* _PROBLEM STATEMENT_:
Extend the news article on donating bicycles to rural Africa, starting after its final paragraph.

* _TEXT PASSAGE_:

────────────────

Donate Your Bike, Save the World?

In Africa's poor rural areas, some children walk 10 mi. to school every morning.

ByABC News
January 8, 2009, 12:08 AM

LONDON, Oct. 3, 2007 — -- In the new eco-conscious urban world, cycling to work is a growing trend. Cities are promoting this form of healthy commute by painting bike lanes across towns, and Paris has become the latest city to stock streets with free "public" bicycles for commuters to pick up and drop off at will.

But in Africa, biking is not just an alternative mode of transportation, an ethical fad or even a hobby. On a continent where a car often costs over 10 times the average annual income, in rural areas owning a bicycle can make the difference between earning a living or not, getting an education or not, and receiving medical care or dying.

A few independent charities, based in the United States, Canada, England and even as far as Australia, are responding to that vital need by providing bikes to some of the poorest people of the world.

Chicago-based World Bicycle Relief has so far distributed 6,600 bicycles to World Vision and USAid caregivers since it launched Project Zambia last year. "Each caregiver has an average of 20 HIV/AIDS patients," explained communication manager Chris Strout. "Their care goes from bathing their patients, making sure they take their medication, to taking them to the clinic on their bicycles."

────────────────

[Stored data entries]

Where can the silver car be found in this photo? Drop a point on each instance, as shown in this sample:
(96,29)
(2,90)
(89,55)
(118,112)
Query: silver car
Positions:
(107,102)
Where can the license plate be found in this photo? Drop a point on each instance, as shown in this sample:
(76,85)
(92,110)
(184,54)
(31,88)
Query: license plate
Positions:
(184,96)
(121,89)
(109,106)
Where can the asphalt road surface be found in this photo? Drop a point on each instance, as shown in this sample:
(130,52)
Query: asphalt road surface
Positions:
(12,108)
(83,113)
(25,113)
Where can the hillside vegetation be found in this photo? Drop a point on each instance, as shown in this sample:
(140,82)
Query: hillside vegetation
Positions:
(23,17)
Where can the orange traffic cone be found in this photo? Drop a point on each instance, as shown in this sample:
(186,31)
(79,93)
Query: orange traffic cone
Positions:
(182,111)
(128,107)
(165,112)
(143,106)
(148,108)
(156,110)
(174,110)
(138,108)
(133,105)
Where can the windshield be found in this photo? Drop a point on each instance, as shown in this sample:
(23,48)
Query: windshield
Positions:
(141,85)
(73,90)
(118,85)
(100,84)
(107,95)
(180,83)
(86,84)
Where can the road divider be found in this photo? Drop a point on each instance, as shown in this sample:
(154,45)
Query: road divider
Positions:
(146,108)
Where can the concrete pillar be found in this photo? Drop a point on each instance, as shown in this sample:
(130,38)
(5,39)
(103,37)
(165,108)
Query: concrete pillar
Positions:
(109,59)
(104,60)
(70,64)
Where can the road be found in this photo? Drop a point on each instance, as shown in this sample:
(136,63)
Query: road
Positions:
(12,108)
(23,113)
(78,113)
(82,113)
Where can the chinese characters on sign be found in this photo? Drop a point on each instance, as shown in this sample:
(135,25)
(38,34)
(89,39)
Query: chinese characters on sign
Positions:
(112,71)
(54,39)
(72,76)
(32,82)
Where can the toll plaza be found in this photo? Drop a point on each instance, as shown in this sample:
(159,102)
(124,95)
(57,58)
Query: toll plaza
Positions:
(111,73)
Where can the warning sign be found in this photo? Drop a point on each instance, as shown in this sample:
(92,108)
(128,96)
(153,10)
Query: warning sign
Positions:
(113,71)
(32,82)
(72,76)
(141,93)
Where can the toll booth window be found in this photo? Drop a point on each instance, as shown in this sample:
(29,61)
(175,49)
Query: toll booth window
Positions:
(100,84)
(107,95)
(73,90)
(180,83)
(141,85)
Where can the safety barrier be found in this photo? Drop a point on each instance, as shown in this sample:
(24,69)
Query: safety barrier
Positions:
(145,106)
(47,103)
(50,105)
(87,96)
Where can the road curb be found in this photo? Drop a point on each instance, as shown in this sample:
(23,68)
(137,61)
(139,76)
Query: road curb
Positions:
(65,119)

────────────────

* _RESPONSE TO THE TASK_:
In Zambia, a secondhand bike costs between $75 and $200. With the country's per capita income averaging at $630 per person according to the World Bank 2006 Development Indicator -- that number plummeting to less than $300 in rural areas -- most Zambians find themselves traveling on foot.

Since doing their rounds on bikes, some caregivers have been able to care for more patients, and their bicycles often act as ambulances when patients have to be taken to the clinic in an emergency. "Caregivers do not provide medical treatments," said Strout, "but they are those people's front line of defense."

The same is true for students commuting to school. Since 2004, British charity Jole Rider has dedicated its efforts to shipping secondhand bicycles from Britain to Gambian school pupils. In a country where education is a luxury and the funds to build school facilities are scarce, few villages have their own schools, and children in the most isolated villages can walk over 10 miles to class every morning.